Что сделать – Как будет звучать отрывок текста о придворных записях, начиная со слов «Если вспомнить записи» и вплоть до слов «вкраплены в текущие заметки.», если изменить в нём «император» на «государь»?

Если вспомнить записи первых страниц, о которых уже шла речь, то император, изобретатель дамских мундиров, соблазнитель молоденьких фрейлин, любитель бесед за кулисами, делающий важные международные шаги, исходя из личных симпатий и антипатий, назначающий в воспитатели юношества нечистых людей, – и в самом деле оправдывает центральную характеристику – «много от прапорщика и мало от Петра Великого». И прапорщик-то не из лучших.

Короткие бесстрастные записи представляют в анекдотическом виде и двор великой державы. И едкие записи о Екатерине и Александре вкраплены в текущие заметки.

Он выполнил свою угрозу – «русский Данжо» не был похож на французского. Он знал, что пишет для истории.

Имеющиеся данные –
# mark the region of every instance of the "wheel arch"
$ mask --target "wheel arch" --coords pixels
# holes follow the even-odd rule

Ответ на задание –
Если вспомнить записи первых страниц, о которых уже шла речь, то государь, изобретатель дамских мундиров, соблазнитель молоденьких фрейлин, любитель бесед за кулисами, делающий важные международные шаги, исходя из личных симпатий и антипатий, назначающий в воспитатели юношества нечистых людей, – и в самом деле оправдывает центральную характеристику – «много от прапорщика и мало от Петра Великого». И прапорщик-то не из лучших.

Короткие бесстрастные записи представляют в анекдотическом виде и двор великой державы. И едкие записи о Екатерине и Александре вкраплены в текущие заметки.